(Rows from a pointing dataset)
§
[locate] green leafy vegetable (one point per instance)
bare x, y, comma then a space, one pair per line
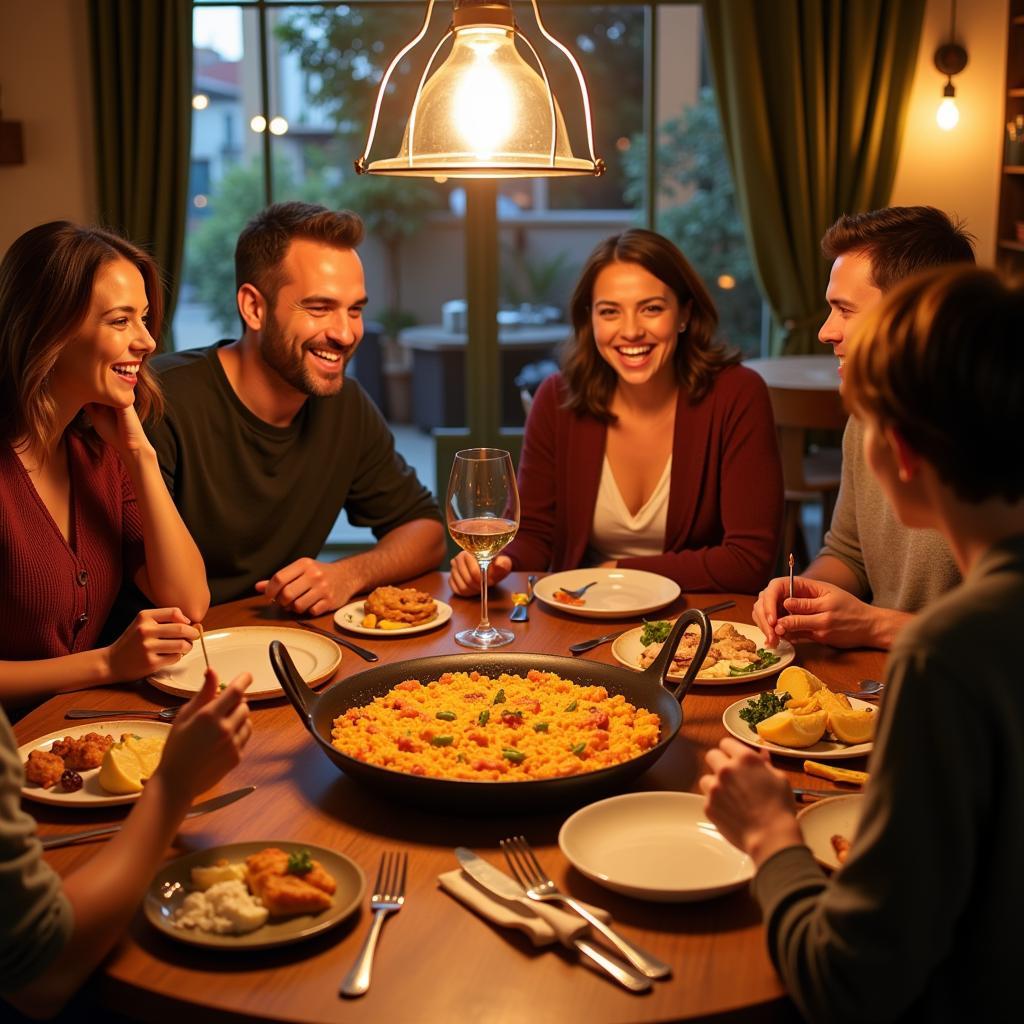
656, 631
765, 659
299, 862
762, 707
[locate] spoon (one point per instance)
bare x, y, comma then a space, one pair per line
865, 688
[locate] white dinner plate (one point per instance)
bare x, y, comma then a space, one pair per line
91, 794
247, 648
654, 846
824, 818
628, 649
350, 617
176, 877
823, 750
617, 594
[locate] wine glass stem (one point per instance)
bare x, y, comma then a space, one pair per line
484, 622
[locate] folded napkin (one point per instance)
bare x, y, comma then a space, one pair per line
543, 923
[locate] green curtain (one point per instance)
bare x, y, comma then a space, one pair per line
141, 74
813, 96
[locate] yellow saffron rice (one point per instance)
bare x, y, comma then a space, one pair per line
512, 728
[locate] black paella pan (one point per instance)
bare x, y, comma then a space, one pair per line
644, 689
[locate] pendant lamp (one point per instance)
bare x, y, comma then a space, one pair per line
484, 112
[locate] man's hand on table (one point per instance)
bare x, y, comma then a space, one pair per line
750, 801
822, 612
307, 587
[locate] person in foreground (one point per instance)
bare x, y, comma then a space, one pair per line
83, 506
652, 449
872, 573
53, 933
923, 921
261, 445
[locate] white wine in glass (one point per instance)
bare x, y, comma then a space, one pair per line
482, 514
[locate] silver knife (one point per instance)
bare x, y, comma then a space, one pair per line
214, 804
500, 885
367, 655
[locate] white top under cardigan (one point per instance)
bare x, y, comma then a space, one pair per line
616, 532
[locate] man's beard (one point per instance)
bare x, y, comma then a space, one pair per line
289, 364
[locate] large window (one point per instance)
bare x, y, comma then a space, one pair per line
283, 95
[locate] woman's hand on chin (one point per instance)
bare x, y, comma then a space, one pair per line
121, 428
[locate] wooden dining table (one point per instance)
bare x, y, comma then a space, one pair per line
437, 962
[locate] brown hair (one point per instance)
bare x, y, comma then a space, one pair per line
899, 241
940, 360
263, 243
46, 281
589, 379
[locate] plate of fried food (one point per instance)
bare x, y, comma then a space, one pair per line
254, 895
90, 765
737, 652
803, 717
393, 611
829, 825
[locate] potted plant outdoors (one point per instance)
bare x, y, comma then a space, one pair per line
392, 210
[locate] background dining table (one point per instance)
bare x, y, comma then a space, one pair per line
437, 962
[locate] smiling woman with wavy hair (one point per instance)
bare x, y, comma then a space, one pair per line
653, 449
83, 505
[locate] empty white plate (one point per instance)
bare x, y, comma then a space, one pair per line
247, 648
654, 846
616, 594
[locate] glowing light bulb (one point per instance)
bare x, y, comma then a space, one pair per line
484, 105
947, 116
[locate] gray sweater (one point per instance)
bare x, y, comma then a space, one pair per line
896, 567
924, 921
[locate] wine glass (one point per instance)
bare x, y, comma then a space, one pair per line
482, 516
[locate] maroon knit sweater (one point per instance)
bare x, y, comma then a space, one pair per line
725, 493
55, 595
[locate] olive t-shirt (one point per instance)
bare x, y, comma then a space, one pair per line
257, 497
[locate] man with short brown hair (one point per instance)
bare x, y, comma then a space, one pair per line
872, 573
262, 445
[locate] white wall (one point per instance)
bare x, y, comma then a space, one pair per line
958, 170
45, 84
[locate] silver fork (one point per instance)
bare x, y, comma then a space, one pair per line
388, 895
520, 613
526, 868
164, 714
580, 591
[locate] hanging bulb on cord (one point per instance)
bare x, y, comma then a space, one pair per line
947, 115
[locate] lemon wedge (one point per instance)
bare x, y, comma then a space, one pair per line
787, 729
128, 763
799, 683
851, 726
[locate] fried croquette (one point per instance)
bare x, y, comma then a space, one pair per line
284, 893
44, 768
400, 604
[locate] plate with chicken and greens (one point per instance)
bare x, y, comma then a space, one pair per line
737, 652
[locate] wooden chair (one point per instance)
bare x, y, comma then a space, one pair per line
809, 473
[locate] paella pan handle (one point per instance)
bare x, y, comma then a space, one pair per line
658, 670
293, 684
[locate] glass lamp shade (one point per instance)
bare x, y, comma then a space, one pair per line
484, 113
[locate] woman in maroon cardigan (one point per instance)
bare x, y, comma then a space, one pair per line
83, 505
653, 449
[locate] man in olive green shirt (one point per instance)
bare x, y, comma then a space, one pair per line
262, 446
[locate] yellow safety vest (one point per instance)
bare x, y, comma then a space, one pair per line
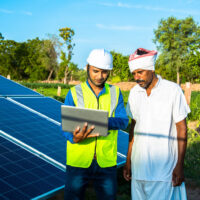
81, 154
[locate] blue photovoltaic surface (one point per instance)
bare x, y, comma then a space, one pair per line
10, 88
24, 175
32, 130
45, 105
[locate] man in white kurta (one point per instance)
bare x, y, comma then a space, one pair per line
158, 133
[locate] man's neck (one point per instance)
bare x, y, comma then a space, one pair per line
152, 85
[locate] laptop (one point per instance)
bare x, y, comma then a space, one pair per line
75, 116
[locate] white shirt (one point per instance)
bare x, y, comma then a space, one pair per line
155, 148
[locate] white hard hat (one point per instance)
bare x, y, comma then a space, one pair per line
101, 59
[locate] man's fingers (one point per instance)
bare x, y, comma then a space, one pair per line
93, 135
76, 130
89, 131
84, 129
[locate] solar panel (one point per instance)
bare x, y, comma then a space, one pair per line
33, 130
33, 121
11, 88
45, 105
26, 176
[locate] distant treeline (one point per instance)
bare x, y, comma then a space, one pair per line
177, 41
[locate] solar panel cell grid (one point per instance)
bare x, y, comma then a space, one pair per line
20, 180
33, 130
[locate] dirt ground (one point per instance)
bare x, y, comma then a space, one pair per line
193, 190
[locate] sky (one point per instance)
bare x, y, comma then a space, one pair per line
120, 26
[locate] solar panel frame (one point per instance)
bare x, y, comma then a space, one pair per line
44, 105
15, 185
34, 130
10, 88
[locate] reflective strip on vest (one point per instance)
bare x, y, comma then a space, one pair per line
113, 99
80, 100
81, 154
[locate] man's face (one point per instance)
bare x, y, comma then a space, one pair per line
143, 77
97, 76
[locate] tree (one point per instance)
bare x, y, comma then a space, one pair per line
49, 57
192, 70
175, 38
66, 34
1, 37
120, 67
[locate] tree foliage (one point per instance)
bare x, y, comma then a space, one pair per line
67, 34
174, 39
34, 59
120, 70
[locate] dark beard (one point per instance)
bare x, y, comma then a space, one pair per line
100, 86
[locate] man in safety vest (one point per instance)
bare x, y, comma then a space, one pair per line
94, 157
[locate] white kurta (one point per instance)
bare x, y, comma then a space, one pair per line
155, 148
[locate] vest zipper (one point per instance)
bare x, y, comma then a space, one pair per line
96, 137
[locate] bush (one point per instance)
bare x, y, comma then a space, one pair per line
192, 157
194, 106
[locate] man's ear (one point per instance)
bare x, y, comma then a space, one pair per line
87, 67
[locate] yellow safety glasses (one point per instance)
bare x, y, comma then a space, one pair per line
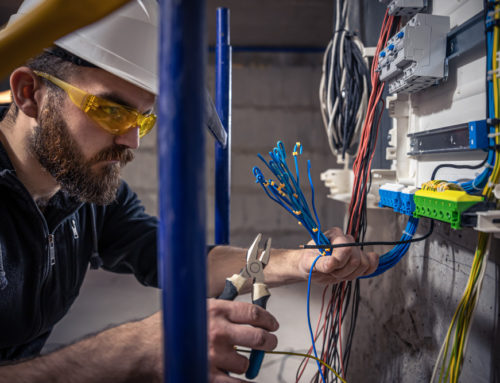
112, 117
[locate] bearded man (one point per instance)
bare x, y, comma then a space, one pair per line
73, 124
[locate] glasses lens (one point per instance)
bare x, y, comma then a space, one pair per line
147, 124
112, 117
§
Reproduce every one of the records above verbatim, omitting the pictures.

[locate] green leafy vegetable (one point per instance)
bare x, y, comma then a space, one pair per line
656, 631
765, 659
299, 862
762, 707
[locate] spoon (one point per instance)
bare x, y, comma then a space, one pair per line
865, 688
[locate] white dinner plate (one point per instance)
bare x, y, comma then a space, one pair per line
91, 794
247, 648
654, 846
824, 818
628, 649
350, 617
176, 877
823, 750
617, 594
[locate] wine glass stem (one point per instance)
bare x, y, comma then a space, one pair per line
484, 622
[locate] folded napkin (one point per instance)
bare x, y, comma then a space, one pair per line
543, 923
[locate] green curtain (one point per instance)
bare x, y, comma then a space, one pair per line
141, 74
813, 96
[locate] yellow saffron rice (one point per instance)
bare x, y, comma then a space, one pair per line
512, 728
[locate] black paella pan (one point per instance)
bare x, y, comma then a space, one pair per line
644, 689
[locate] pendant lamp (one point per instance)
bare x, y, comma then a space, one pair per line
484, 112
[locate] man's hand on table (one point per instance)
bare x, y, comma then a space, one pair per line
750, 801
822, 612
307, 587
[locate] person in foreground (one point per instance)
bare x, y, comma then a space, one pair per line
83, 506
652, 449
872, 573
53, 933
923, 921
261, 445
[locate] white wine in glass (one point per instance)
bare x, y, comma then a space, one pair per line
482, 514
[locate] silver knife (one point per instance)
bare x, y, comma then a space, one pair per line
214, 804
500, 885
367, 655
[locate] white top under cardigan (one point per instance)
bare x, y, comma then a space, one pair per line
616, 532
[locate] man's beard (one point per instance)
bare x, y, comma then a space, one pair per line
289, 364
[locate] large window (one point per instance)
bare x, y, comma then a space, one pair per line
283, 95
[locate] woman's hand on chin (one point per instance)
bare x, y, comma then a space, one pair per line
121, 428
[locate] wooden dining table (one point per instance)
bare x, y, comma then a space, one pair per line
437, 962
[locate] brown hair (one point per instance)
bare x, y, comma then a space, one pair per line
899, 241
940, 360
263, 243
46, 281
589, 379
[locate] plate of fried food (one point per instance)
bare x, y, comma then a space, one pair per line
254, 895
90, 765
737, 652
803, 717
393, 611
829, 825
[locate] potted plant outdoors (one point per instance)
bare x, y, comma then a space, one pair per line
392, 210
[locate] background dining table (one point per instance)
bare x, y, comma then a space, one pair per line
437, 962
[locate] smiling woman with wavy hair (one point per instance)
bare x, y, comma then a space, one pair per line
653, 449
83, 505
[locate] empty white plate (one point per instance)
bare x, y, comma then a space, one pair per line
247, 648
654, 846
616, 594
[locate] glowing light bulb (one point per instance)
bare x, y, comma then a space, one pair per line
484, 105
947, 116
[locate] gray sweater (one point per instance)
bare x, y, comma then a space, one pair per line
896, 567
924, 921
[locate] wine glass (one point per instance)
bare x, y, comma then a space, one pair per line
482, 516
[locate] maroon knit sweater (one point per instance)
bare x, y, comma then a space, one pair per line
725, 493
55, 595
[locate] olive t-shirt (one point per instance)
bare x, y, comma then a space, one pair per line
257, 497
[locate] man with short brown hair (one point per instance)
bare x, y, comma then a space, one pair per line
872, 573
262, 445
[locate] white wall (one point per instance)
bare x, y, comma then a space, one pair per line
958, 170
45, 84
[locate] silver fork (one point per instance)
bare x, y, comma then a space, one pair per line
388, 895
520, 613
526, 868
164, 714
580, 591
[locate] hanging bulb on cord (one point per instance)
bare x, y, comma then a space, one pair per line
947, 115
[locate] lemon wedge (one point per instance)
bare x, y, comma then a space, one pair per line
787, 729
128, 763
799, 683
851, 726
[locate] fried croquette (one point per instance)
bare x, y, comma then a space, one pair per line
284, 893
44, 768
400, 604
[locate] plate with chicken and greens (one point per instance)
bare x, y, comma then a space, one pair per line
737, 652
[locate] wooden chair (one point per instance)
bare x, y, comma then a space, one pair per line
809, 473
[locate] paella pan handle (one point per instance)
bare x, y, comma then a space, one pair per line
658, 670
293, 684
[locate] glass lamp shade (one point per instance)
bare x, y, comma then a space, one pair per line
484, 113
[locate] woman in maroon cardigan (one point per instance)
bare x, y, comma then a space, one pair per line
83, 505
653, 449
[locate] man in olive green shirt (one point per instance)
bare x, y, comma then a space, one pair per line
262, 446
[locate] yellow safety vest (one point per instance)
bare x, y, comma then a space, one pair per line
81, 154
[locate] blue photovoltaic surface (one point per instance)
bare x, y, comma then a space, one pair per line
10, 88
24, 175
32, 130
45, 105
[locate] man in white kurta (one point per instance)
bare x, y, comma then a space, one pair per line
158, 133
[locate] man's neck (one point per instance)
bare x, y, comma then a space, one pair per line
152, 85
[locate] laptop (one point per instance)
bare x, y, comma then a space, one pair per line
75, 116
[locate] white shirt (one point per instance)
bare x, y, comma then a space, one pair per line
155, 148
[locate] white hard hat (one point per instance)
bare x, y, comma then a space, one pair per line
101, 59
[locate] man's fingers (one point per instance)
bare x, y, comma then a space, one pair per line
93, 135
76, 130
89, 131
84, 129
[locate] solar panel (one point per instance)
bare x, y, comma then a space, one pair per line
33, 130
33, 121
11, 88
45, 105
26, 176
[locate] distant treeline (one point per instance)
bare x, y, comma then a space, one pair per line
177, 41
[locate] solar panel cell grid (one point per instance)
bare x, y, comma then a space, one pair per line
20, 180
33, 130
[locate] dirt ground (one point per instance)
bare x, y, comma then a space, one pair per line
193, 190
[locate] sky (one point per instance)
bare x, y, comma then a space, one pair per line
120, 26
[locate] solar panel frame (one point per instance)
bare x, y, comma then a space, one pair per line
44, 105
15, 185
34, 130
10, 88
[locate] reflective strip on vest (one point per instance)
bare x, y, comma then a space, one pair per line
113, 99
80, 100
81, 154
[locate] man's face (one point per instance)
bare x, y, comma then a space, one pair per line
143, 77
97, 76
[locate] tree (one point per instance)
bare x, y, comma then a space, one pair per line
49, 57
192, 70
175, 38
66, 34
1, 37
120, 67
[locate] tree foliage (one point per instance)
bare x, y, comma then a space, one pair per line
67, 34
174, 39
34, 59
120, 70
[locate] dark beard (one point per instance)
bare x, y, comma then a space, one pair per line
100, 86
[locate] man in safety vest (one point per instance)
bare x, y, comma then a space, one pair per line
94, 157
[locate] white kurta (one point per instance)
bare x, y, comma then a space, one pair per line
155, 148
[locate] vest zipper (one point per instance)
bare x, y, comma then a space, one pair per line
96, 137
[locate] bush (one point per instance)
bare x, y, comma then a space, one pair per line
192, 157
194, 106
[locate] man's ear (one point per instance)
bare x, y, comma then a space, one pair per line
87, 67
[locate] yellow safety glasses (one point per instance)
bare x, y, comma then a space, one pair per line
112, 117
[locate] bearded man (one point per instance)
bare x, y, comma then a space, one pair per line
73, 124
[locate] glasses lens (one point per instance)
bare x, y, comma then a space, one pair per line
147, 124
112, 117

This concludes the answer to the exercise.